• [Exercise brief] Copy out the part of the listing that begins at the line containing "In the interface pictured, locate the exterior" and ends after the line containing "[391,207,407,237]". Include both of those lines and nothing else.

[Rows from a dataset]
· · ·
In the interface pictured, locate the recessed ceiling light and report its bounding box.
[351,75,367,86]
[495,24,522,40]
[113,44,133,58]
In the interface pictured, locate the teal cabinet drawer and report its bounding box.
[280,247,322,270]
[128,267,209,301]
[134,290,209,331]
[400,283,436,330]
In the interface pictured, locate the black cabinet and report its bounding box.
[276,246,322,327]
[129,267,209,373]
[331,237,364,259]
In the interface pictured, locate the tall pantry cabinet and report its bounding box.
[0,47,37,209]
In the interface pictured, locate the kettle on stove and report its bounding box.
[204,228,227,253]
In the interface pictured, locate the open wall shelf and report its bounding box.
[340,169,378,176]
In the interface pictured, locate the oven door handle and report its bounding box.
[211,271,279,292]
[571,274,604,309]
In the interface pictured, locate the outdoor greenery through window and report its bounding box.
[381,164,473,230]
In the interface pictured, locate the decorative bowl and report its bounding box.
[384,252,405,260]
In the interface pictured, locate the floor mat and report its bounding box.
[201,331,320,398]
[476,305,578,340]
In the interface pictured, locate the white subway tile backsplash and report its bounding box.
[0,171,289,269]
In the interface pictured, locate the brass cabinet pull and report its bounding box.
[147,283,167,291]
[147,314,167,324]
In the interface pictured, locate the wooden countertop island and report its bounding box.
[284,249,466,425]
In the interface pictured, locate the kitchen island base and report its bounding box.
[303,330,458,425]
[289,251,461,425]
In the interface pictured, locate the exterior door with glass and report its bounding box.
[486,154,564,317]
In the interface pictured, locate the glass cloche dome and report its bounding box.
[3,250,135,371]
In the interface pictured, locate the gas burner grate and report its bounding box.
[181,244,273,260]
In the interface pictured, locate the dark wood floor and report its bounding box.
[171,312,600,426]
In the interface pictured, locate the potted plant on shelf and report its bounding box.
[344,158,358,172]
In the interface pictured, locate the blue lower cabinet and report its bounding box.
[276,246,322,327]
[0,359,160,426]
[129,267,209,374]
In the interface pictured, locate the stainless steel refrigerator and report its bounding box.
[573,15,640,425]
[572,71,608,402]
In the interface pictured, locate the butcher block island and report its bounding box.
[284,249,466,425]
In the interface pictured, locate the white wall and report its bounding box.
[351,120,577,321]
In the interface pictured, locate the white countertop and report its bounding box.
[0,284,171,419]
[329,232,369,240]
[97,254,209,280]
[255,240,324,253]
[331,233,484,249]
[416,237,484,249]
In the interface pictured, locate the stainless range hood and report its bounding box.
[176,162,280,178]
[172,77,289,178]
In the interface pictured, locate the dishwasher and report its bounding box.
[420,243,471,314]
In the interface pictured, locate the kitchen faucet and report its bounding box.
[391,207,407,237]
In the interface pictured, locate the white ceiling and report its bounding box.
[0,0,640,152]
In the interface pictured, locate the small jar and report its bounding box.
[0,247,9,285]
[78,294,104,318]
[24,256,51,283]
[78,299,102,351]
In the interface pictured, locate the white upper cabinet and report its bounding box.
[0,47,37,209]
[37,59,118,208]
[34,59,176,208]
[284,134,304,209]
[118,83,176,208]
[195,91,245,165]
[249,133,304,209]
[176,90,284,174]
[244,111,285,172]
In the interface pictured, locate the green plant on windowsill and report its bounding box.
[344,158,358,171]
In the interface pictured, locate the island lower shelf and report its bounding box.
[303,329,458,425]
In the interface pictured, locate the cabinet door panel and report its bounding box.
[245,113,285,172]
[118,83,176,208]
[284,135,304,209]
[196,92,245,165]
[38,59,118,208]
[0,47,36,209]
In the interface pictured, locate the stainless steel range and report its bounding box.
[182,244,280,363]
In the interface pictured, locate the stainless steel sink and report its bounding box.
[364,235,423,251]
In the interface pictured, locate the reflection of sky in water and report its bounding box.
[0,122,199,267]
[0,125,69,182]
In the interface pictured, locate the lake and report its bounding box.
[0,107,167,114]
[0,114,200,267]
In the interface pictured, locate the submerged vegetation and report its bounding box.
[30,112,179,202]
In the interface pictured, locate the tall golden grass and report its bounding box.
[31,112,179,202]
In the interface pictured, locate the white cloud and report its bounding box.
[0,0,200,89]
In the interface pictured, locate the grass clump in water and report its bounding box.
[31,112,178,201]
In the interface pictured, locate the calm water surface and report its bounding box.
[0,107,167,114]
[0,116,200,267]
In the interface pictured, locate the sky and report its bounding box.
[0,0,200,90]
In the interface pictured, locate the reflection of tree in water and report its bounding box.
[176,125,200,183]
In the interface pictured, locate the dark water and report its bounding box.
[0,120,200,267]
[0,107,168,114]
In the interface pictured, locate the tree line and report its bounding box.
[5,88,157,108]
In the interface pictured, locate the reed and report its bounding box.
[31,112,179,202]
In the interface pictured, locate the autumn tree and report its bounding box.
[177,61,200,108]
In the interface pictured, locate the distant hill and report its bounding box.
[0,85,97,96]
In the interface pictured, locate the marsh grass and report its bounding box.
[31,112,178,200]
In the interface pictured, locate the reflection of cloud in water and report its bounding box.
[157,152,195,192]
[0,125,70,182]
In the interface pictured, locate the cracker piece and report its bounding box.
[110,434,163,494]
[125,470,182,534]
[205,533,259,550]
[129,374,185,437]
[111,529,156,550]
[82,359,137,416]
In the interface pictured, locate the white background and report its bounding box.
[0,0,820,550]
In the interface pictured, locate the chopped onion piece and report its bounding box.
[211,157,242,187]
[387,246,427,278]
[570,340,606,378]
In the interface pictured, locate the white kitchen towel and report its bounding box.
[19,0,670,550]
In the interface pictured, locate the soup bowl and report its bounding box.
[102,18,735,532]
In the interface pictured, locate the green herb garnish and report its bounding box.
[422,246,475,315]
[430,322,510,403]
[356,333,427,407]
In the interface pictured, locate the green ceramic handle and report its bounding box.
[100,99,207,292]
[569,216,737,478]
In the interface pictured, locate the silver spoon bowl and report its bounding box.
· · ·
• [Task response]
In the interface pictured, locate the exterior door with glass and report its bounding box.
[486,154,564,317]
In the interface pictured, locate the glass cloche dome and report its bounding box.
[3,250,135,371]
In the interface pictured, locate the gas burner grate and report its bounding box.
[181,244,273,260]
In the interface pictured, locate the dark wood floor and report its bounding box.
[171,312,600,426]
In the interface pictured, locate the potted plant on shelf and report its bounding box.
[344,158,358,172]
In the interface pictured, locate the blue lower cabinet and report its bounding box.
[276,246,322,327]
[0,359,160,426]
[129,267,209,374]
In the interface pictured, locate the stainless steel refrigerator and report its bounding box.
[573,15,640,425]
[572,71,608,402]
In the interface pictured, locate the butcher block island and report its bounding box.
[284,249,466,425]
In the interface pictured, locate the white wall and report its bounding box.
[351,120,577,321]
In the interface pictured, locate the white countertop and report its bounding box.
[0,284,171,419]
[329,232,369,240]
[97,254,209,280]
[255,240,324,253]
[331,233,484,249]
[416,237,484,249]
In the interface pictured, locate the stainless range hood and report its bounding box.
[176,162,280,178]
[172,77,289,178]
In the interface pictured, locate the dishwasher and report its bounding box.
[420,243,471,314]
In the interface pictured, locate the kitchen faucet and report its bounding box.
[391,207,407,237]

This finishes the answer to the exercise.